### Provided text
Michael visits the same locations: Zarganar’s flat, the streets with their cinemas and bookstalls, the same hall and the same stage. All now empty of his presence.

Artists, actors, comedians – Zarganar’s contemporaries – were contacted to go on camera to give further insight into this remarkable and courageous man and why he takes such risks. But Michael and the team encounter a climate of fear, where people are terrified to speak out. Will Zarganar’s fellow artists choose to go on camera with all the potential consequences in a country that locks away and tortures its dissidents? How close can he get to the prison where Zarganar is held in Myitkyina, northern Burma? Will he and the team be arrested or deported?

Zarganar is a man who has not taken the path of armed struggle against a tyranny in the way that so many have in different parts of the world. An artist whose weapons are satire, films, books, poetry and comedy.

For Michael Mittermeier, the restrictions and terrors of living under a ruthless military machine resonates with him in terms of Germany’s history. Observing Zarganar heightens his understanding of what it was like to live under the Third Reich or the East German Stasi. He discusses the parallels that run between himself and Zarganar, who first hand is living the dilemmas of practising humour under a dictatorship.


 

Selected reviews:

A thought-provoking documentary about state repression.
THE DAILY EXPRESS

A quixotic, captivating documentary… The poet and stand-up comic Zarganar, after years of satirising the military junta and after one previous jail spell, is now serving a 59-year sentence for treason. British filmmaker Rex Bloomstein logged an interview with him just before he was sent down and uses snippets as an extended prologue. The burly baldpate cracks jokes like hard-boiled eggs, while fully aware (we sense) that he may be the next egg to be cracked by fate. The rest of the film narrates Bloomstein’s return to Burma, with German stand-up comedian and Zarganar fan Michael Mittermeier (who also produced the film) as a frontman. The field trip’s programme starts falling through when Zarganar’s friends fail to honour interview appointments. (The junta has warned them off.) Finally – yet compellingly – Bloomstein and Mittermeier are reduced to contraband camerawork, taking drive-by shots of Zarganar’s prison from car and motorbike. It’s a charming, courageous film… Fittingly it ends with the appalling postscript – a parody of optimism fit for a military state – that Zarganar’s sentence has now been ‘reduced’ to 35 years.

### Given entries
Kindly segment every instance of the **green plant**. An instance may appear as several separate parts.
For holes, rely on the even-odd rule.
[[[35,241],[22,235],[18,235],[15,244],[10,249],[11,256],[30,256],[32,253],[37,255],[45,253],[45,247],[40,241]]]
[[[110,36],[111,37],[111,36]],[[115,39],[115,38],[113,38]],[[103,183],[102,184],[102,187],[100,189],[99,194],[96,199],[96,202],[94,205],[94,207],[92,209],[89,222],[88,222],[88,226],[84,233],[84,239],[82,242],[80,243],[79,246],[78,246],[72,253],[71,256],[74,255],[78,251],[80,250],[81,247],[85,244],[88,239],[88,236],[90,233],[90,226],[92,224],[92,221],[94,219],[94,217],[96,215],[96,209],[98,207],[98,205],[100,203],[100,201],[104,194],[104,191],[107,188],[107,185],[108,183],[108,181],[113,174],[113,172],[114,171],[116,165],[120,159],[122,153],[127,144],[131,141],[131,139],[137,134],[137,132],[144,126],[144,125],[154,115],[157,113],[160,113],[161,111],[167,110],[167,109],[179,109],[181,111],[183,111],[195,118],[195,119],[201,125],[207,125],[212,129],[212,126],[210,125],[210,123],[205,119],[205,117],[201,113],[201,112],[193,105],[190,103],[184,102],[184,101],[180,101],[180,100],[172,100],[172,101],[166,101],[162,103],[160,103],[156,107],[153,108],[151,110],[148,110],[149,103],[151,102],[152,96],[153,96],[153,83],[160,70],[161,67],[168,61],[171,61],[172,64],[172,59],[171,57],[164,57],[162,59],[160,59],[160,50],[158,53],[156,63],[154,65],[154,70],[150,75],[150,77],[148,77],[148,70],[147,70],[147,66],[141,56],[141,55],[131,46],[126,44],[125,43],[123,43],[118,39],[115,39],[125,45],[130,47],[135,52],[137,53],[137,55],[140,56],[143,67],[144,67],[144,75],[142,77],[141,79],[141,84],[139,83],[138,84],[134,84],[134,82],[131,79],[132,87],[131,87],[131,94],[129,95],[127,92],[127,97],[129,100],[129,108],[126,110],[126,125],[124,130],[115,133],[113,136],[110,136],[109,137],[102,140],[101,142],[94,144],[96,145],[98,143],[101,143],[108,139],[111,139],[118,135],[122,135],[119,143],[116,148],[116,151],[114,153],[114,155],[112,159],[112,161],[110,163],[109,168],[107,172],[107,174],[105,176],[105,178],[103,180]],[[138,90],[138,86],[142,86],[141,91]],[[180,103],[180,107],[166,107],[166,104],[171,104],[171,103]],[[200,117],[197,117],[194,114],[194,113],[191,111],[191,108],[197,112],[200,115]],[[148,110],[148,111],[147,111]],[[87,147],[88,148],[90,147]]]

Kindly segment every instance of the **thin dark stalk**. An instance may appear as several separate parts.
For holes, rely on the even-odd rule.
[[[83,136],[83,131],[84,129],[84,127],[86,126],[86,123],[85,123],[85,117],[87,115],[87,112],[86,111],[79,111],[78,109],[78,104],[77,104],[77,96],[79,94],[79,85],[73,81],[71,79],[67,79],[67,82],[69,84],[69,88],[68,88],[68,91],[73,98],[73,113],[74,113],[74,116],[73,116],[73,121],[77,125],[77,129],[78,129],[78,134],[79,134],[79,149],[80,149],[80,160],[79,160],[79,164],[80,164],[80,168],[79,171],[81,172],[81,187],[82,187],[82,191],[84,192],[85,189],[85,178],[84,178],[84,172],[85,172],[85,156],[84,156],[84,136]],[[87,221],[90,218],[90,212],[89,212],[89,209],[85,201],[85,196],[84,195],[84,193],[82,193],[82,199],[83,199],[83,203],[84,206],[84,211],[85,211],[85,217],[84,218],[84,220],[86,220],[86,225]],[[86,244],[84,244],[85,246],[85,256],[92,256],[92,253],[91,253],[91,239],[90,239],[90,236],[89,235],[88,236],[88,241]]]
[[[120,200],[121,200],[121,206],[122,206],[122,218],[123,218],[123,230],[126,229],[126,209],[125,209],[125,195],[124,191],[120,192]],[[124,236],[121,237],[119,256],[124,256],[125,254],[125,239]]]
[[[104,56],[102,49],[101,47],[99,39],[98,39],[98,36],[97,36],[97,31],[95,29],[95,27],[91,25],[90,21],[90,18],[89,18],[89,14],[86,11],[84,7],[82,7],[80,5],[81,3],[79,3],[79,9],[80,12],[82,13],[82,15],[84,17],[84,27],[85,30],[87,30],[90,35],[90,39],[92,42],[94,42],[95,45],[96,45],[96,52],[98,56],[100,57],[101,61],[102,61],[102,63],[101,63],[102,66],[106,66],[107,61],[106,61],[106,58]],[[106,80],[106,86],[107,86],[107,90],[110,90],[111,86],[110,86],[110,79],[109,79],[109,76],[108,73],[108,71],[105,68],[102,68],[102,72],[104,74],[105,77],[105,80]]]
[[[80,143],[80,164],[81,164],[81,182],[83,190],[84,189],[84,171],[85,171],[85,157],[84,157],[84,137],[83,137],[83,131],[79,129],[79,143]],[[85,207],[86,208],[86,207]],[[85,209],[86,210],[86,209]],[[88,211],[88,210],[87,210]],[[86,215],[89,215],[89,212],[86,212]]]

### Problem description
Carry on the text about the Zarganar documentary, picking up after its last sentence.

### Result of this task
THE FINANCIAL TIMES

[Zarganar is] probably the bravest comedian in the world. In the film, which features rare footage of him in conversation, he comes across as the humblest, too. Prevented from earning a living or even writing his own name, he explains, with smiling certainty, that it’s all part of the job description: “We must stand in front of the people – and sacrifice for the people,” he says.
THE DAILY TELEGRAPH

This inspirational documentary melds the footage of British film-maker Rex Bloomstein, who interviewed Zarganar in 2007, with the story of a German comedian, Michael Mittermieier. They travelled together to Burma to secretly film an investigation into a humble, jovial but ferociously courageous figure… This film will make you seriously question whether you would stand up to injustice if the stakes were this high.
METRO

Very gripping… A heartfelt tribute to a heroic crusader.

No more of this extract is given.